### Task details
The listing below has to be output exactly as given, less its pictures.
(Material for the task Opens)
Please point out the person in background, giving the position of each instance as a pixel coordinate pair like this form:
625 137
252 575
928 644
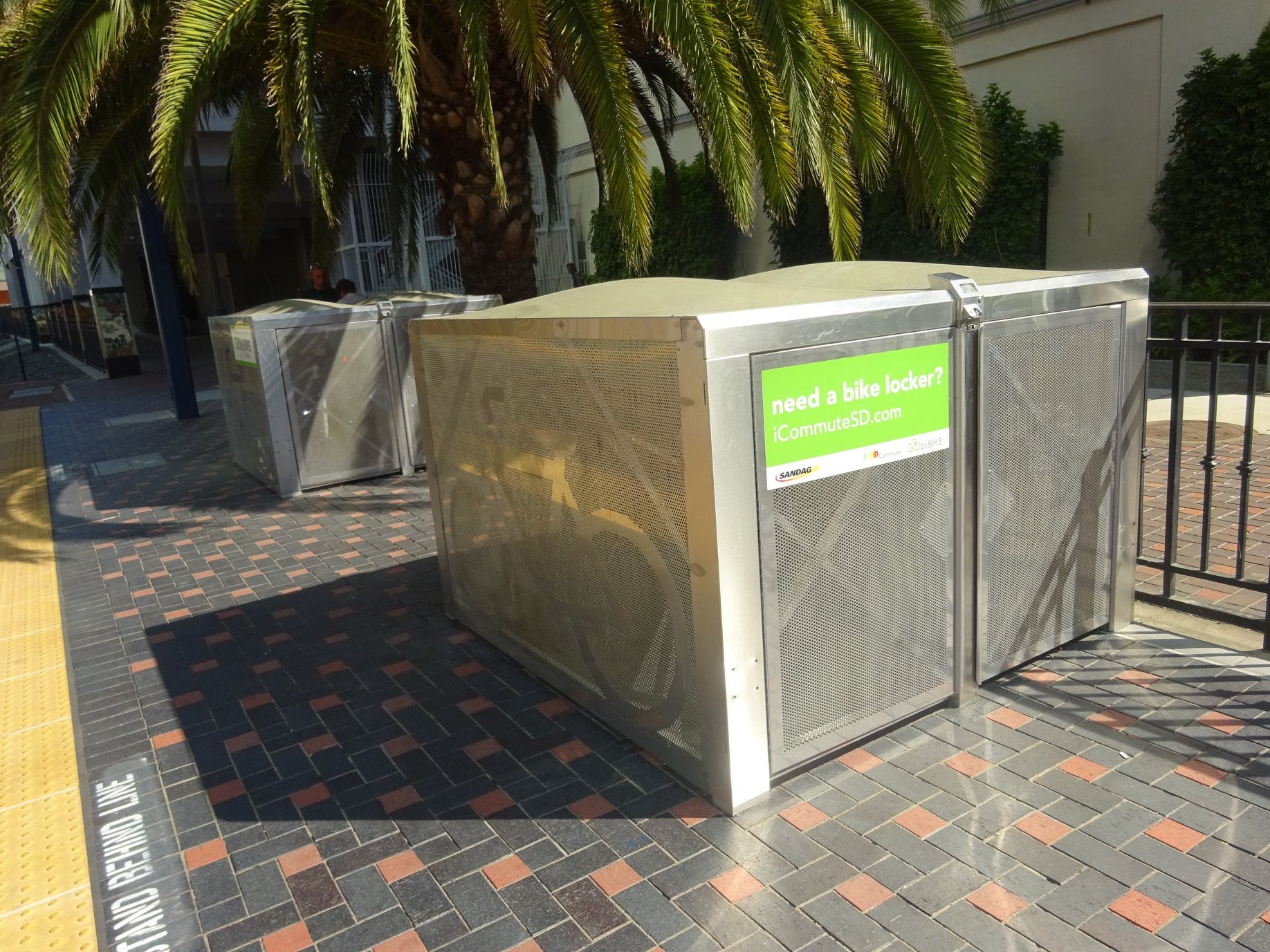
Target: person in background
347 291
319 287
(Material for the task Closes)
### Answer to the problem
Please point out the person in background, giving the position of each instance as a pixel coordinate pair like this form:
625 137
252 575
928 644
Target: person in background
347 291
319 287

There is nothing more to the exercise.